◆ Exercise
Please report, as a single number, how many lines in the entries include the string "plate".

§ §

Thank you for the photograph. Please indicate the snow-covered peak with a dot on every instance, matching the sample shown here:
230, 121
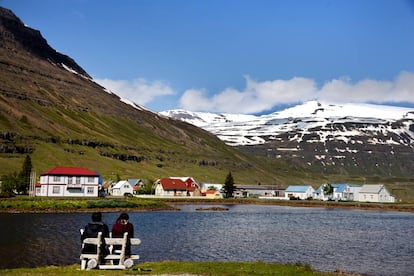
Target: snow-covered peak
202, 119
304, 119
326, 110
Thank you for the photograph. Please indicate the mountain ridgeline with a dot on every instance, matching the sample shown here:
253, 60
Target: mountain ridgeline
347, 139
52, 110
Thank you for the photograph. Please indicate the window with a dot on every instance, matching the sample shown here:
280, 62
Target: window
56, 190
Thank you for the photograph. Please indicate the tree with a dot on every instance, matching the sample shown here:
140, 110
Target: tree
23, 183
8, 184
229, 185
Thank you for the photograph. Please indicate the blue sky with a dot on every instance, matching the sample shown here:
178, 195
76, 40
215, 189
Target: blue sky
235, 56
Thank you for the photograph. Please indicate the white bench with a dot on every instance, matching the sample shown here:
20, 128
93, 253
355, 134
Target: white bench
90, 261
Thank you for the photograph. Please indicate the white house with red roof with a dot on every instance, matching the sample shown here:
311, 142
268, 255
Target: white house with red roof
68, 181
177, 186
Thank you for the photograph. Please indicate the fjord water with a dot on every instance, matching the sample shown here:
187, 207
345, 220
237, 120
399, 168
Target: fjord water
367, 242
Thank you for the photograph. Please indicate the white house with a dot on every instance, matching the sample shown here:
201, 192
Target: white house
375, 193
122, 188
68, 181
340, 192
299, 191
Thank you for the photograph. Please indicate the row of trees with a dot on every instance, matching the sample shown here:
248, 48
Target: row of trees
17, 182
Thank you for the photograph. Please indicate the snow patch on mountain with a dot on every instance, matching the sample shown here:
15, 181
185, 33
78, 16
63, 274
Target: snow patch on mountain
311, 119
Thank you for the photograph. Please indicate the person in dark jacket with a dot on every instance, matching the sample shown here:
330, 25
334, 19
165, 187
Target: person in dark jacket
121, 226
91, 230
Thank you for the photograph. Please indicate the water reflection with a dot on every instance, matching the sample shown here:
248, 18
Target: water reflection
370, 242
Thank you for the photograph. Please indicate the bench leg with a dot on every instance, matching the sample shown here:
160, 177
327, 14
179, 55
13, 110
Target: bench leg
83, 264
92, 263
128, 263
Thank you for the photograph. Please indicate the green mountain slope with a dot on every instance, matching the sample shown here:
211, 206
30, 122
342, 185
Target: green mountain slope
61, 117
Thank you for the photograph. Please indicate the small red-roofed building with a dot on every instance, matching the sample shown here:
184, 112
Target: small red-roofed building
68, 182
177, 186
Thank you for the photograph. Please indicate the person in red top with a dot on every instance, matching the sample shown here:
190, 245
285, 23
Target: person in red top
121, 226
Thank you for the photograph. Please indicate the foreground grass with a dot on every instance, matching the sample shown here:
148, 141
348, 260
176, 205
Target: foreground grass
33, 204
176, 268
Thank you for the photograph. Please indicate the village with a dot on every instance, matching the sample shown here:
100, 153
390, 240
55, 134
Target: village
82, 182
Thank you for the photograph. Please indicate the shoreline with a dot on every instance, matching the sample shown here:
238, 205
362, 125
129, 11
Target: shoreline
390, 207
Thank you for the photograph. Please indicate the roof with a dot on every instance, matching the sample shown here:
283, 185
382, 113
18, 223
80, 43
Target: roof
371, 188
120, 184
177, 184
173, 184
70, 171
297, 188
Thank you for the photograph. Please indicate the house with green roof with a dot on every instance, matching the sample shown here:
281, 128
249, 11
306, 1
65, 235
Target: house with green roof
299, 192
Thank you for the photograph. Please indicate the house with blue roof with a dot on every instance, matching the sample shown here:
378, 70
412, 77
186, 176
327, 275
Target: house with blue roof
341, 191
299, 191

§ §

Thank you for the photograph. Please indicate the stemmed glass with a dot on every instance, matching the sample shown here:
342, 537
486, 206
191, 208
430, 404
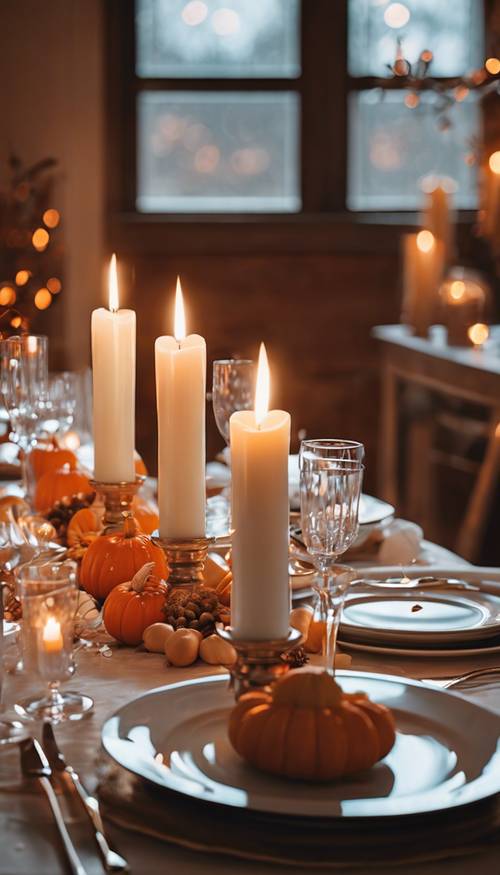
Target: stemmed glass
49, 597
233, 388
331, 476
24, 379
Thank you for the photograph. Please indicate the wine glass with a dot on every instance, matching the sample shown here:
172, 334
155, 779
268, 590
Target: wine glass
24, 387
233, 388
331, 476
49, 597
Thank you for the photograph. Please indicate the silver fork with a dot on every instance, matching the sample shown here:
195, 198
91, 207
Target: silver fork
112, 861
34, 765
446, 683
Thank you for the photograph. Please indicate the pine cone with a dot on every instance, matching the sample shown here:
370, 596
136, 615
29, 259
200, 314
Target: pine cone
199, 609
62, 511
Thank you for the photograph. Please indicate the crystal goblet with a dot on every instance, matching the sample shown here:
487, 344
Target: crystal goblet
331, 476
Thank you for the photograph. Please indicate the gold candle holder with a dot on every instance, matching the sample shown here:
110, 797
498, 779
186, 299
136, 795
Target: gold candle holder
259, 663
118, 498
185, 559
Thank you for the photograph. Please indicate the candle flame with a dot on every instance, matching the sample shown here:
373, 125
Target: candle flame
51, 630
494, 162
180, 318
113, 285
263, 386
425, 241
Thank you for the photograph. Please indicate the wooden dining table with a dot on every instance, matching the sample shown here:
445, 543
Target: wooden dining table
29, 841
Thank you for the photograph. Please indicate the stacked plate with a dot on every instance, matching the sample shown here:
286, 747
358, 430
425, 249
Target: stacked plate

§ §

◆ Solution to this exercise
2